**What is expected**
Please count the lines in the data below that contain the word "railway", and reply with that number alone.

**Data extract**
⟨

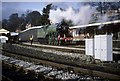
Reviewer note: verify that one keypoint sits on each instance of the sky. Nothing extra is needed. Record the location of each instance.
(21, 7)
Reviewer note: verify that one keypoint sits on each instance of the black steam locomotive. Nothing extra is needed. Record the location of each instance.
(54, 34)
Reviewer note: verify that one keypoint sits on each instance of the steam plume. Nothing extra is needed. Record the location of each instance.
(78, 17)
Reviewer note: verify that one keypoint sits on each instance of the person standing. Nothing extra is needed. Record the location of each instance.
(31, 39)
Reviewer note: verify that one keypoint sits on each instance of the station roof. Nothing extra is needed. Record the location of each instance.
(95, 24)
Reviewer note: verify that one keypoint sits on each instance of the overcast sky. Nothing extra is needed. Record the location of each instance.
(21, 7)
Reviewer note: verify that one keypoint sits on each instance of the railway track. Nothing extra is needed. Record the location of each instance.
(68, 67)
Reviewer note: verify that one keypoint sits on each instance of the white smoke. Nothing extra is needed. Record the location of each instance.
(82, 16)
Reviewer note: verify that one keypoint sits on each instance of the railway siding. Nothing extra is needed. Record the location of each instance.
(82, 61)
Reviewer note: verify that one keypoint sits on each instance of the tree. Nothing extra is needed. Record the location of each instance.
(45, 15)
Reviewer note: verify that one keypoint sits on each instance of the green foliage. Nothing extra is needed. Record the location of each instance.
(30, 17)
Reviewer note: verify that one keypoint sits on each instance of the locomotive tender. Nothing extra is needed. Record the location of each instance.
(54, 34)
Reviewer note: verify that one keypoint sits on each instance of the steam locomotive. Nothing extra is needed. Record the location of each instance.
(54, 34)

⟩
⟨

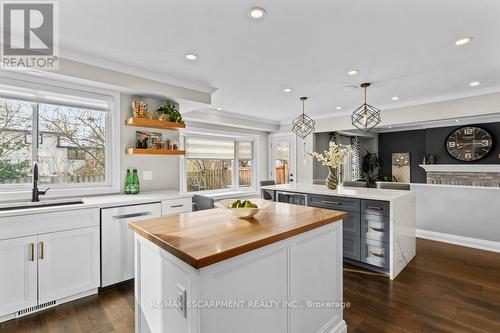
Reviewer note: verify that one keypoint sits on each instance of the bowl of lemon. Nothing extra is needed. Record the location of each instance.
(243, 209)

⟩

**Task output**
2